[BEGIN DOCUMENT PASSAGE]

39. The three officers – and indeed a considerable number of other officers besides – opened the respondent’s correspondence with his lawyers in breach of rule 37A or rule 39 of the relevant Prison Rules. It is settled, however, that the Rules are not intended to create private rights in favour of prisoners and that their breach does not of itself give a prisoner a right to claim damages in private law: R v Deputy Governor of Parkhurst Prison Ex p Hague [1992] 1 AC 58. The proceedings which Mr Watkins raised against the Home Office and the individual officers therefore took the form of an action for misfeasance in public office. But in order to establish liability for misfeasance, the claimant must show that the officer was at least recklessly indifferent to the illegality of his act: Three Rivers District Council v Governor and Company of the Bank of England (No 3) [2003] 2 AC 1, 193C-D per Lord Steyn. Here the judge held that, except in the case of the three officers just mentioned, Mr Watkins had failed to establish this ingredient of his claims. The judge therefore dismissed the claims against all the other officers.
40. In his particulars of claim the respondent specified a number of ways in which he said that he had suffered injury as a result of the officers’ acts, among them a claim that his sense of pride and dignity was severely injured. The judge did not find that he had established any of these heads of injury. Therefore, despite concluding that the three officers had acted in a malicious or reckless way, the judge dismissed the respondent’s claims on the ground that the tort of misfeasance was not actionable per se and the respondent had not suffered any loss or damage as a result of what the officers had done. Mr Watkins appealed against this aspect of the judge’s decision.

[END DOCUMENT PASSAGE]
[BEGIN INFORMATION PROVIDED]

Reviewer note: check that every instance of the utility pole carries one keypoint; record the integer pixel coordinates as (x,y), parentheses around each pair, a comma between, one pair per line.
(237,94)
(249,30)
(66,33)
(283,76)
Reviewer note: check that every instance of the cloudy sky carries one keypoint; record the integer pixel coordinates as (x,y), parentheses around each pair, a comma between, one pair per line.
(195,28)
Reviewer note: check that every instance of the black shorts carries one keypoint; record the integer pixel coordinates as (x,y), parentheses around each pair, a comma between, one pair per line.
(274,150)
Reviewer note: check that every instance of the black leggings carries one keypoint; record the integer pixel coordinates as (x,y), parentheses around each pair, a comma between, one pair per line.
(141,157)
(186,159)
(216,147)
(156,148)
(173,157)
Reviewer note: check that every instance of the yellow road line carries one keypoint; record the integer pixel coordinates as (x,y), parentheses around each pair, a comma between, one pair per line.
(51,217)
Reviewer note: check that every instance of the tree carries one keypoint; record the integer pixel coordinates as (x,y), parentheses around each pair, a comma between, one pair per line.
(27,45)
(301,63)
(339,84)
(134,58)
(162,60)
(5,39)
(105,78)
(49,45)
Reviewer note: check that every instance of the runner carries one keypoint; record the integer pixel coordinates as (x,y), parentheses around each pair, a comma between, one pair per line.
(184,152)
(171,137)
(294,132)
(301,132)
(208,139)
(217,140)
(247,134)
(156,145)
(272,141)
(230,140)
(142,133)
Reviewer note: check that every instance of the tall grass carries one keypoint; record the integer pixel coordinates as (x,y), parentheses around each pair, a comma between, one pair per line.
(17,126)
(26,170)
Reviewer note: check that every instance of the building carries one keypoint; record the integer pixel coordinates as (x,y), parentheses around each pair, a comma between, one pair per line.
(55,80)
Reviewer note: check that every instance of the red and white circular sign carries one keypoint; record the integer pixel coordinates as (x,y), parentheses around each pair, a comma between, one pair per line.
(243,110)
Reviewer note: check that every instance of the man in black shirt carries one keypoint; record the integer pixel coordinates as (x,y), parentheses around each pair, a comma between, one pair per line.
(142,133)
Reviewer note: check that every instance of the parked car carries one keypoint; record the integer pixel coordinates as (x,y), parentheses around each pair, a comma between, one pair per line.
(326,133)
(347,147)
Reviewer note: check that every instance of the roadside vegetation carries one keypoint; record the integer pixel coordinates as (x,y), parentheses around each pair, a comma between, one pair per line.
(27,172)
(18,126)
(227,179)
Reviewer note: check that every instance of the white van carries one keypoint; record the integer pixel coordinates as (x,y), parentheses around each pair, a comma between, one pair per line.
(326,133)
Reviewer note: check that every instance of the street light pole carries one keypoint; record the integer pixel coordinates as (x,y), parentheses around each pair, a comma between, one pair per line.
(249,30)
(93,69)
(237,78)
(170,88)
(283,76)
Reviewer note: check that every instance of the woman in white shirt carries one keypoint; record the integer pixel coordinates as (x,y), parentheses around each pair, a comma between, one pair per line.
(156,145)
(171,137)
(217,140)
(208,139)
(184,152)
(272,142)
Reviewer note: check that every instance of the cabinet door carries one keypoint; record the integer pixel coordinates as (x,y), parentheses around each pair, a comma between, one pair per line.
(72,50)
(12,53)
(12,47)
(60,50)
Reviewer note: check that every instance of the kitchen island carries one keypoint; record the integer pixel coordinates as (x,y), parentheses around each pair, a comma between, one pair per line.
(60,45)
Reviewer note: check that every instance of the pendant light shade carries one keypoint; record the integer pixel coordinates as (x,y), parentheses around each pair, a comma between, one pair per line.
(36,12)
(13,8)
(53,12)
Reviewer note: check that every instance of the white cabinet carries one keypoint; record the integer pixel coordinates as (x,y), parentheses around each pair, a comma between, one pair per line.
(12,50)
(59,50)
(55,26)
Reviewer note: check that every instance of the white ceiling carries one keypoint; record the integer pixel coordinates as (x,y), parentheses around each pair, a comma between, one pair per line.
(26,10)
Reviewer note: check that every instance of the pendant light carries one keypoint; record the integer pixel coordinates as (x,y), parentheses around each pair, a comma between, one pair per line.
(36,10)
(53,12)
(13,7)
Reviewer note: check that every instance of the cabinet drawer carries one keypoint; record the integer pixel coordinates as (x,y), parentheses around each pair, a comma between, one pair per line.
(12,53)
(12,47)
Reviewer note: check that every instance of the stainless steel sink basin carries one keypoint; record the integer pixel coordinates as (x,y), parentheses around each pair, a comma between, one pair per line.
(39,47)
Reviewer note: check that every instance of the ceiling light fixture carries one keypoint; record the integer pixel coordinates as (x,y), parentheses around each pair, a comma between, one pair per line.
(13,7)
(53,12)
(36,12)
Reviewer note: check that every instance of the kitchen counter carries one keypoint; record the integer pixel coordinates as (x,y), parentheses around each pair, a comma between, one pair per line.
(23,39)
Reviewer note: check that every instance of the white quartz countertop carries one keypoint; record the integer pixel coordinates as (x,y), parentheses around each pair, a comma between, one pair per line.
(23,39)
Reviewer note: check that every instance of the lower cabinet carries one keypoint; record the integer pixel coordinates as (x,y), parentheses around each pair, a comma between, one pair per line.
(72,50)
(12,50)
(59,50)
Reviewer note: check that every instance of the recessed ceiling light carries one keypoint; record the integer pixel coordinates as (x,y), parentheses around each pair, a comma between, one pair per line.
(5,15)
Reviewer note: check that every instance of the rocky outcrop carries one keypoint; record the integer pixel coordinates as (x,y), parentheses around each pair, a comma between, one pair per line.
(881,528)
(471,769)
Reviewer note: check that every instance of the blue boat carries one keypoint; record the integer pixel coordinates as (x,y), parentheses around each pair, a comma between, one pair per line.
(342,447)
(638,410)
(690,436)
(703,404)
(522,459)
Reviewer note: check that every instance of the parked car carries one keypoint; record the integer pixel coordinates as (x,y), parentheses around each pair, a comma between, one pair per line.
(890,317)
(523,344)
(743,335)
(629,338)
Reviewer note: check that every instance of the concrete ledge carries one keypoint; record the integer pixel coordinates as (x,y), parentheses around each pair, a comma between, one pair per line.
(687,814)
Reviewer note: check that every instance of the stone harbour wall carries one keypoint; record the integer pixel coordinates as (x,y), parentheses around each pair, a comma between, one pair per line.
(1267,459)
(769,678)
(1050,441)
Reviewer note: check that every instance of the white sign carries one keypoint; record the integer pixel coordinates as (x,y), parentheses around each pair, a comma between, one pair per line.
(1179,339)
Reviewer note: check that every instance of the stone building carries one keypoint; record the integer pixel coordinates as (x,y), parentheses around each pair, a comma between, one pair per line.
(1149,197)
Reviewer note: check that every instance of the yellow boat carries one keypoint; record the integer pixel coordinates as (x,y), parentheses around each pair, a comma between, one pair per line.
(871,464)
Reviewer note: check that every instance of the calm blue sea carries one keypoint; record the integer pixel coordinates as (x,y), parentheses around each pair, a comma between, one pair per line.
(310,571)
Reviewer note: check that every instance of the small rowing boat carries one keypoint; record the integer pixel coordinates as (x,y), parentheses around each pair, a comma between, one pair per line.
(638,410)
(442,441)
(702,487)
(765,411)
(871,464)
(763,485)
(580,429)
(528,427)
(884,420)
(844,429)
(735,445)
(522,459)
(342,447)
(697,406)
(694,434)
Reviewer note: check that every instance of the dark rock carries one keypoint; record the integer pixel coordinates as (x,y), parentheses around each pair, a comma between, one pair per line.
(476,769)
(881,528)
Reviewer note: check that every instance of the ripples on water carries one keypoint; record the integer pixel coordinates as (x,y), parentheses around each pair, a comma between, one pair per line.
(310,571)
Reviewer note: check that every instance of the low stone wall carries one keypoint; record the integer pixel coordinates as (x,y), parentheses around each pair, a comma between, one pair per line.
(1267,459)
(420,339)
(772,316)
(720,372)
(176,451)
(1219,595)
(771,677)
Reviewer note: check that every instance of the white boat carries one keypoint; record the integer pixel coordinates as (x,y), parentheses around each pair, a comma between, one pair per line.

[END INFORMATION PROVIDED]

» WHAT TO DO:
(1) In the prison-correspondence passage, which case is cited for the point that a breach of the Prison Rules does not of itself give a prisoner a right to claim damages in private law?
(2) Please render the entries as a Markdown table with columns Row and Entry line, starting at the line that contains "Reviewer note: check that every instance of the small" and continuing through the last line of the entries, skipping blank lines and including nothing else.
The prison-correspondence passage and the entries are unrelated to each other.

» SOLUTIONS:
(1) R v Deputy Governor of Parkhurst Prison Ex p Hague [1992] 1 AC 58.

(2)
| Row | Entry line |
|---|---|
| 1 | Reviewer note: check that every instance of the small rowing boat carries one keypoint; record the integer pixel coordinates as (x,y), parentheses around each pair, a comma between, one pair per line. |
| 2 | (638,410) |
| 3 | (442,441) |
| 4 | (702,487) |
| 5 | (765,411) |
| 6 | (871,464) |
| 7 | (763,485) |
| 8 | (580,429) |
| 9 | (528,427) |
| 10 | (884,420) |
| 11 | (844,429) |
| 12 | (735,445) |
| 13 | (522,459) |
| 14 | (342,447) |
| 15 | (697,406) |
| 16 | (694,434) |
| 17 | Reviewer note: check that every instance of the dark rock carries one keypoint; record the integer pixel coordinates as (x,y), parentheses around each pair, a comma between, one pair per line. |
| 18 | (476,769) |
| 19 | (881,528) |
| 20 | Reviewer note: check that every instance of the ripples on water carries one keypoint; record the integer pixel coordinates as (x,y), parentheses around each pair, a comma between, one pair per line. |
| 21 | (310,571) |
| 22 | Reviewer note: check that every instance of the low stone wall carries one keypoint; record the integer pixel coordinates as (x,y), parentheses around each pair, a comma between, one pair per line. |
| 23 | (1267,459) |
| 24 | (420,339) |
| 25 | (772,316) |
| 26 | (720,372) |
| 27 | (176,451) |
| 28 | (1219,595) |
| 29 | (771,677) |
| 30 | Reviewer note: check that every instance of the white boat carries one keypoint; record the integer pixel coordinates as (x,y), parentheses around each pair, a comma between, one pair per line. |